Document excerpt:

= Beginning of Section =

Intraoperative Neuromonitoring: Evaluating the Role of Continuous IONM and IONM Techniques for Emerging Surgical and Percutaneous Procedures.

Intraoperative nerve monitoring (IONM) is a tool used during thyroid surgery to assist in the identification of the recurrent laryngeal nerve (RLN). Multiple IONM systems that exist for thyroidectomy require intubation with an endotracheal tube. Given that one of the advantages of thermal ablation procedures, such as radiofrequency ablation, is that they can be done safely without the use of general anesthesia, nerve monitoring systems that utilize cutaneous surface electrodes have been developed, though are not widely available in the United States. This article will review the use of IONM for RFA including the cutaneous surface electrode system.

Introduction

Thyroidectomy is a technically delicate surgery involving highly detailed anatomy. The recurrent laryngeal nerve (RLN) is the most important structure at risk during these operations (). Traditionally, the gold standard for protecting the nerve is identifying it through careful dissection before proceeding with the removal of the thyroid gland. The importance of definitively identifying the nerve in order to preserve it was highlighted in the 1950s by Riddell and colleagues (1). Since that report, nerve visualization, anatomical knowledge, and surgeons’ experience have been the most important tools for protecting the RLN and still serve as the standard of care. However, despite cautious RLN visual identification, RLN nerve injury can still occur because of anatomical variation, surgeon inexperience, and difficult situations including a large goiter, revision surgery and invasive malignancy. Although the rate of injury to the nerve has been reported to be relatively low (<1%–5%), especially when performed by high-volume surgeons (2, 3) postoperative compromise of voice quality may diminish the patient’s quality of life and trigger litigation for malpractice (4). To help reduce the incidence of dysfunction, intraoperative neural monitoring (IONM) was introduced in the 1970s and has become an increasingly popular adjunct in thyroidectomy (2).

Figure 1

Anatomy of the Recurrent Laryngeal Nerves.

Different IONM

The most widely used IONM systems facilitate RLN identification and mapping of the anatomic course of the nerve and uses passive monitoring, in which the presence and quality of the interrogation signal confirms neural integrity, and loss of signal at any point caudal to an injury indicates a nonfunctioning nerve or technical issues. In its first iteration, IONM used needle electrodes inserted through the cricothyroid membrane into the vocal muscle and an intermittent nerve stimulation is conducted with a hand-held monopolar probe that stimulated the RLN, enabling recording the electrophysiological response signal. Currently, most IONM systems involve monopolar hand-held probes that intermittently stimulate the nerve through surface or incorporated electrodes on the endotracheal tube and records the electrophysiological response signal (). Most systems also allow for continuous nerve stimulation, with a clip electrode mounted on the vagus nerve and surface electrodes affixed to the endotracheal tube recording the electrophysiological response signal (5).

= End of Section =

Input data:

= Beginning of Section =

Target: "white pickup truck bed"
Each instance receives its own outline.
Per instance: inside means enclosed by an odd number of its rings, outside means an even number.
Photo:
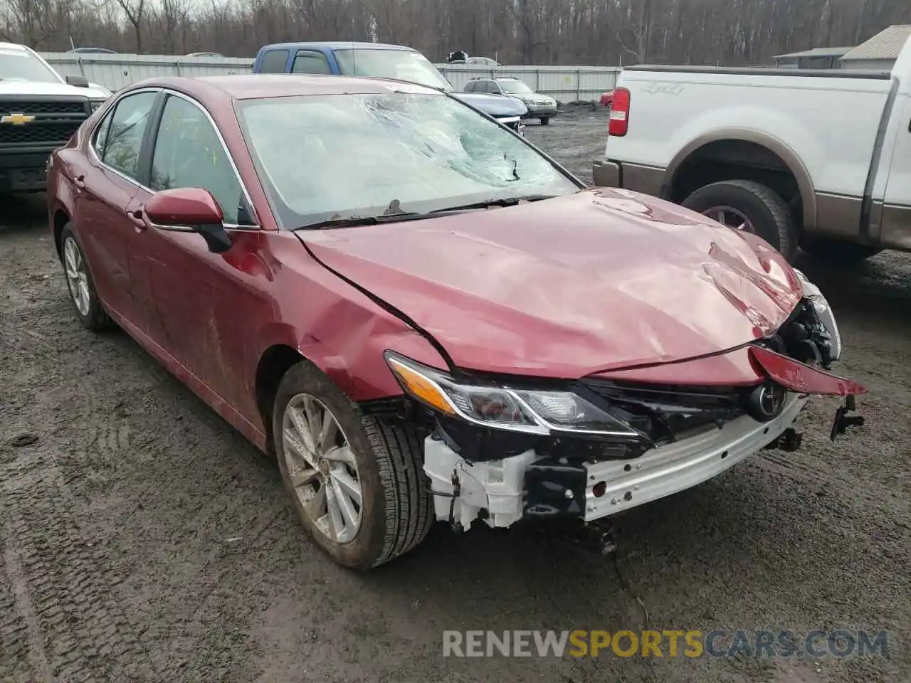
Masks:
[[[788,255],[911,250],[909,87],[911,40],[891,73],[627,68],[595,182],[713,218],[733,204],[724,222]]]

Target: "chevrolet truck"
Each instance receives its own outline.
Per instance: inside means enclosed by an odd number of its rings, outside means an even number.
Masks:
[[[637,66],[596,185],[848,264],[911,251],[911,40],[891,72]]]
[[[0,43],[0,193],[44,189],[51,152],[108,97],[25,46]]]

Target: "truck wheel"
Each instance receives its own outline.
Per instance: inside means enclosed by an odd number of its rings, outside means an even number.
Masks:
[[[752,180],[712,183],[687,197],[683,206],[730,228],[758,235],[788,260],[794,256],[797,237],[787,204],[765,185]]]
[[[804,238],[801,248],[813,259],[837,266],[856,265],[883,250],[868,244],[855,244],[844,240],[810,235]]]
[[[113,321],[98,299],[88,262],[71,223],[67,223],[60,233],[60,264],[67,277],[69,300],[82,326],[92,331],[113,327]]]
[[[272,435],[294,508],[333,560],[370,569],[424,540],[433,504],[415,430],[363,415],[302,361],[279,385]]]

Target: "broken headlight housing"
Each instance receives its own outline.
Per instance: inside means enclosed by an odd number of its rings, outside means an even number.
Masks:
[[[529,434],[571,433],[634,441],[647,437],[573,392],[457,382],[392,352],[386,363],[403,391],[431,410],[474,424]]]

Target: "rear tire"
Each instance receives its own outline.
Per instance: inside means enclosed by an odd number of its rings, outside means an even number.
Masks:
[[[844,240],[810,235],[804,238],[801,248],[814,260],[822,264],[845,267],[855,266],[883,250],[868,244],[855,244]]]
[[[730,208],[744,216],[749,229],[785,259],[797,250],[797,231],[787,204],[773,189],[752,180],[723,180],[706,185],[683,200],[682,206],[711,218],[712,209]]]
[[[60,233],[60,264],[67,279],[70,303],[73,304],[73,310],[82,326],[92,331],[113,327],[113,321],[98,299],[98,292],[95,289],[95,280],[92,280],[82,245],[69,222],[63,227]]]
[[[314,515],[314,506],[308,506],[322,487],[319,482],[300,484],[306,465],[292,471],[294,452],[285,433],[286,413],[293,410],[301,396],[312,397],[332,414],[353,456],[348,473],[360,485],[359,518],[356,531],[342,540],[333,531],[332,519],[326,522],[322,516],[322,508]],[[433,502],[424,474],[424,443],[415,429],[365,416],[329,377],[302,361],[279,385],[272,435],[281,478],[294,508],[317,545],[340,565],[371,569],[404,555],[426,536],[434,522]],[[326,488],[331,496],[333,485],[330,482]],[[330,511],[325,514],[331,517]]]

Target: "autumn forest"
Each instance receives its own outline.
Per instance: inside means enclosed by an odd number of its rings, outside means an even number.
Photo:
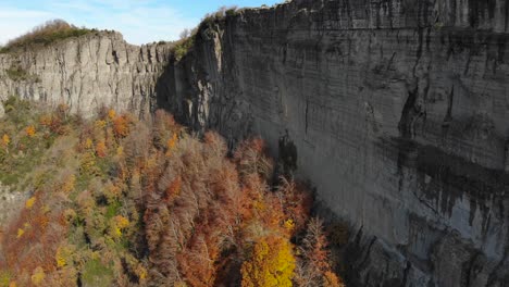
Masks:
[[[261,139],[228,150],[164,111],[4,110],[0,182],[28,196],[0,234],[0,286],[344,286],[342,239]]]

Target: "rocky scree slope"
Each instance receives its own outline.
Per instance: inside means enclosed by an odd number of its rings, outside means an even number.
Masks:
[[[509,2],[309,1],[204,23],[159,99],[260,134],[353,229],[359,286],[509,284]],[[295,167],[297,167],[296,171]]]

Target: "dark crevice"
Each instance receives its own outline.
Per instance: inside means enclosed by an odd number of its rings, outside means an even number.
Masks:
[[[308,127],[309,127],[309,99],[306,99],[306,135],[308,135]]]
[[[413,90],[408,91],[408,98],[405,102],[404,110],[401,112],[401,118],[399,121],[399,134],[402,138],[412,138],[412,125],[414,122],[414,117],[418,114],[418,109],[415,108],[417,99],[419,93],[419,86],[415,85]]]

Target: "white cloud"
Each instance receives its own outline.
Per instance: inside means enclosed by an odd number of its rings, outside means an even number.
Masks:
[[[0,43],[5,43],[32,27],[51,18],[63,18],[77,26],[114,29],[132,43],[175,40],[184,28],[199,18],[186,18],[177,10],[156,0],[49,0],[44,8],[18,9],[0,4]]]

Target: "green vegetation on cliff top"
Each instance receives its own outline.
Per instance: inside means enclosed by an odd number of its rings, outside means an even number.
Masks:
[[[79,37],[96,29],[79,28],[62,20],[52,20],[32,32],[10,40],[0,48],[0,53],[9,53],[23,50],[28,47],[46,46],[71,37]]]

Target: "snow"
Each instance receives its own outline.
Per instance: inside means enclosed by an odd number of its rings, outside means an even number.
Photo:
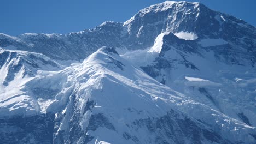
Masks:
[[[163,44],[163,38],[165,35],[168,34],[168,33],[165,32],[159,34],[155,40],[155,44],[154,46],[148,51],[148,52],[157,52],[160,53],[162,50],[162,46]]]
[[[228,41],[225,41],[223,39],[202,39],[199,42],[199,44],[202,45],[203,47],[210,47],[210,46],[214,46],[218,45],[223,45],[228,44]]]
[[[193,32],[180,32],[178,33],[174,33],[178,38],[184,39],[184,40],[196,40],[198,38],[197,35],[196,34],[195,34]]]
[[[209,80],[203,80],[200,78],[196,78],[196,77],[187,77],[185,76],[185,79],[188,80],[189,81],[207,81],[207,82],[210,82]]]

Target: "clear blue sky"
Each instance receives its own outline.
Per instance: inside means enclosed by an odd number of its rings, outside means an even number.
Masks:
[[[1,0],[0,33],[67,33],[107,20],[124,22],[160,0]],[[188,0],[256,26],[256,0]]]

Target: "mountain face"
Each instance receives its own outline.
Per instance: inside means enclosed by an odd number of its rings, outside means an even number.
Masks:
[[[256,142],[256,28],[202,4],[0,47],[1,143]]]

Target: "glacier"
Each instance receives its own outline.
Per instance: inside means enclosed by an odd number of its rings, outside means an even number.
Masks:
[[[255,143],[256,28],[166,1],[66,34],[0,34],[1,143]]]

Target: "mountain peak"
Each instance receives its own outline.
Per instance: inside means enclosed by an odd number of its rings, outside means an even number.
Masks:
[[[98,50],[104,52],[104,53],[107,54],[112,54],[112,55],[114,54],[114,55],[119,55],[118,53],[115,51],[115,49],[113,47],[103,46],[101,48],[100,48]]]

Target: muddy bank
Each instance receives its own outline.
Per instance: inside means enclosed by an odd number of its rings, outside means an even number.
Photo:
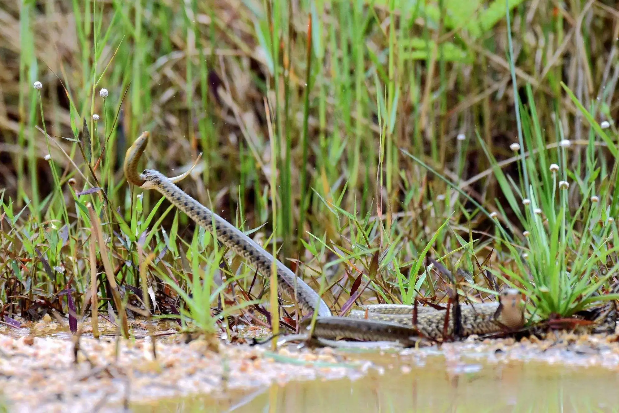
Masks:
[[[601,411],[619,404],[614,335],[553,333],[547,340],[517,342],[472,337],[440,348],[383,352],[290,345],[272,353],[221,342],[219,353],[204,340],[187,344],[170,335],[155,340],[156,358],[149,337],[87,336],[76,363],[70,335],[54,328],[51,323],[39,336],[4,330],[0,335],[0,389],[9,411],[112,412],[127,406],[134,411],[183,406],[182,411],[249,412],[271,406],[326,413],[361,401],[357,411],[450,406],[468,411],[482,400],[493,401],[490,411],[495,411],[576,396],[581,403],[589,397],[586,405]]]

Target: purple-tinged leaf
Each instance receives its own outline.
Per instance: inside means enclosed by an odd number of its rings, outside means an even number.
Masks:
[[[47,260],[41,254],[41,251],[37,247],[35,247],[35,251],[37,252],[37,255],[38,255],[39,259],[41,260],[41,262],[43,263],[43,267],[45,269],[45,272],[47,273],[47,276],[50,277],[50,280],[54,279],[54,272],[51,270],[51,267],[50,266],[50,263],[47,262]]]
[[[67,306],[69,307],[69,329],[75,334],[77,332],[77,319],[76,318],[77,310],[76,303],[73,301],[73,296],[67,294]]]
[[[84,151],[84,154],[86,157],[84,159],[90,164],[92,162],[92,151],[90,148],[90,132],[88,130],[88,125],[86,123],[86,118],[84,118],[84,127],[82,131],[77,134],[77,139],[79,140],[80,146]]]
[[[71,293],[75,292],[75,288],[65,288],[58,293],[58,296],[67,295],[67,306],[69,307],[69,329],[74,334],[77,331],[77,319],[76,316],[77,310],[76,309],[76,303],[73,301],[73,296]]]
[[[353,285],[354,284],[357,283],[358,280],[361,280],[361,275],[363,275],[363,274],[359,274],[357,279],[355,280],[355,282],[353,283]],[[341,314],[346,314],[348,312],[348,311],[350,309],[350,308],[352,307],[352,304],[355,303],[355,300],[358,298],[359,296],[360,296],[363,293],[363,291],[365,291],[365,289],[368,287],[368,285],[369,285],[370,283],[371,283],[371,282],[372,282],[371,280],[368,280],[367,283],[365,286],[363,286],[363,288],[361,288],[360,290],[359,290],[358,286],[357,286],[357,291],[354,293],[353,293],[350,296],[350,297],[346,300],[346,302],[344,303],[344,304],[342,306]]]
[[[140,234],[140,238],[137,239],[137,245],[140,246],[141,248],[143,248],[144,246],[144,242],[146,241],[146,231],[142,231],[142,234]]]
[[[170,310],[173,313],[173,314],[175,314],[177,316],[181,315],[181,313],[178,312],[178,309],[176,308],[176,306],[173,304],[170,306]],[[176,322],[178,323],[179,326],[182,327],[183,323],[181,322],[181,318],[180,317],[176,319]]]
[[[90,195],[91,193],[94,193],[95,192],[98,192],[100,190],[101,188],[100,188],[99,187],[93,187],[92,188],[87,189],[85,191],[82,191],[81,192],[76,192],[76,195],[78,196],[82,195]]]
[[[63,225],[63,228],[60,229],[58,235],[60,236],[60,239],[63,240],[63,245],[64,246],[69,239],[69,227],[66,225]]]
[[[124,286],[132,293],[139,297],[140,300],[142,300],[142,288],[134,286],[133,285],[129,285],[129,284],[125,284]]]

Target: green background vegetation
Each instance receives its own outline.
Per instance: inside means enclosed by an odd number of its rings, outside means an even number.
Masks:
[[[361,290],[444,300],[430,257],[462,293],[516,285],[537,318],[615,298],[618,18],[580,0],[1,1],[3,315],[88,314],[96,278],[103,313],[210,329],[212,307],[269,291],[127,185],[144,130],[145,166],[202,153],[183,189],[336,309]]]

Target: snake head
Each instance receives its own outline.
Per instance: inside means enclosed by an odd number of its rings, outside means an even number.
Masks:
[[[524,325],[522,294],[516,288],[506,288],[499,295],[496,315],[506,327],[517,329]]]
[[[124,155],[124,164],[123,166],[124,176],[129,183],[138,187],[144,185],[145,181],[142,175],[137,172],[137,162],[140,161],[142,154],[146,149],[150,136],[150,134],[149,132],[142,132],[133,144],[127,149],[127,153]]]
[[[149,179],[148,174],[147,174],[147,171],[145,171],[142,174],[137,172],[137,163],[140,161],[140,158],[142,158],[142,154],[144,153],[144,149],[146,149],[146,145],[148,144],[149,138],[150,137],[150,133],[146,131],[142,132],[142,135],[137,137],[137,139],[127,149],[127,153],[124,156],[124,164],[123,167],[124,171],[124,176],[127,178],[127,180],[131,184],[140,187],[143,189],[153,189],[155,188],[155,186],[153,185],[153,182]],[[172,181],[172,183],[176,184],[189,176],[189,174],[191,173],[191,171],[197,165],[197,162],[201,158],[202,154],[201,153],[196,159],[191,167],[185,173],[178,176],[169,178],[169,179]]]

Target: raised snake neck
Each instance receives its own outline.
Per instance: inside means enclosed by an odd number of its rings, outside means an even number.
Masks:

= End of Section =

Goal of the exercise:
Reproduce the stretch of the neuromonitoring article from "Intraoperative Neuromonitoring: Evaluating" through "surface electrode system.", changing "radiofrequency ablation" to "microwave ablation". The records are material separate from the neuromonitoring article.

Answer to this problem:
Intraoperative Neuromonitoring: Evaluating the Role of Continuous IONM and IONM Techniques for Emerging Surgical and Percutaneous Procedures.

Intraoperative nerve monitoring (IONM) is a tool used during thyroid surgery to assist in the identification of the recurrent laryngeal nerve (RLN). Multiple IONM systems that exist for thyroidectomy require intubation with an endotracheal tube. Given that one of the advantages of thermal ablation procedures, such as microwave ablation, is that they can be done safely without the use of general anesthesia, nerve monitoring systems that utilize cutaneous surface electrodes have been developed, though are not widely available in the United States. This article will review the use of IONM for RFA including the cutaneous surface electrode system.